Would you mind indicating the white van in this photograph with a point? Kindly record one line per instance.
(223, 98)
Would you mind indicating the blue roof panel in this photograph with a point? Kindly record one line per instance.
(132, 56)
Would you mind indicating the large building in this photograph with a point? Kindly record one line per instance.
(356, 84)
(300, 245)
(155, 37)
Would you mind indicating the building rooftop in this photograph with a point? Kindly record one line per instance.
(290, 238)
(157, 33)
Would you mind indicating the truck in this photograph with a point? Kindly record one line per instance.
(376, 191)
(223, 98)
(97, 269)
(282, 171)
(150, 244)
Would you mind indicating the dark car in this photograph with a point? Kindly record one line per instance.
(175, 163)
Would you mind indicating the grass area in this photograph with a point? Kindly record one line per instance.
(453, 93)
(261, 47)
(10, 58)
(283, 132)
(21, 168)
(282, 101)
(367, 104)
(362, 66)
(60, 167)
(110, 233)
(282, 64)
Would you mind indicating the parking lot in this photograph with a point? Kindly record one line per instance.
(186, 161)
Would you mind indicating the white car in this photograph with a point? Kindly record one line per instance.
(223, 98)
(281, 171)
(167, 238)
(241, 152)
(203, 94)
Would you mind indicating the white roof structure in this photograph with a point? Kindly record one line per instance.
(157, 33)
════════════════════
> **AIM OF THE EXERCISE**
Change every instance of "Kindly" in the listing above to "Please", keeping all other text the same, and write out the full listing again.

> **ANSWER**
Would you mind indicating the white van in this photograph with a point? Please record one line per instance.
(223, 98)
Would you mind indicating the blue roof panel in this photograph with a point? Please record one line per instance.
(132, 56)
Would you mind indicating the large building in this photograph with a point? Please record one line per instance.
(356, 84)
(300, 245)
(155, 37)
Would you mind indicating the building rooftop in this photograph with a point? Please record one line per instance.
(290, 238)
(157, 33)
Would you mind indicating the truck in this photograph with a point? Please record one line per instance.
(376, 191)
(223, 98)
(97, 269)
(282, 171)
(150, 244)
Would you mind indicating the dark car in this photograph with a point? Please record one line per instance.
(175, 163)
Would you mind indicating the grass area in this photograph with a point? Please record one line per instance.
(453, 93)
(261, 47)
(10, 58)
(283, 132)
(21, 168)
(282, 101)
(367, 104)
(362, 66)
(60, 167)
(110, 233)
(282, 64)
Would you mind indicating the parking lot in this photograph with a point? Please record one line per instance.
(186, 161)
Would you mind indicating the white car in this photograph with a point? Please record one line per instance.
(223, 98)
(281, 171)
(167, 238)
(241, 152)
(203, 94)
Would you mind indicating the white roof structure in this photograph with a point? Please record one line per instance.
(157, 33)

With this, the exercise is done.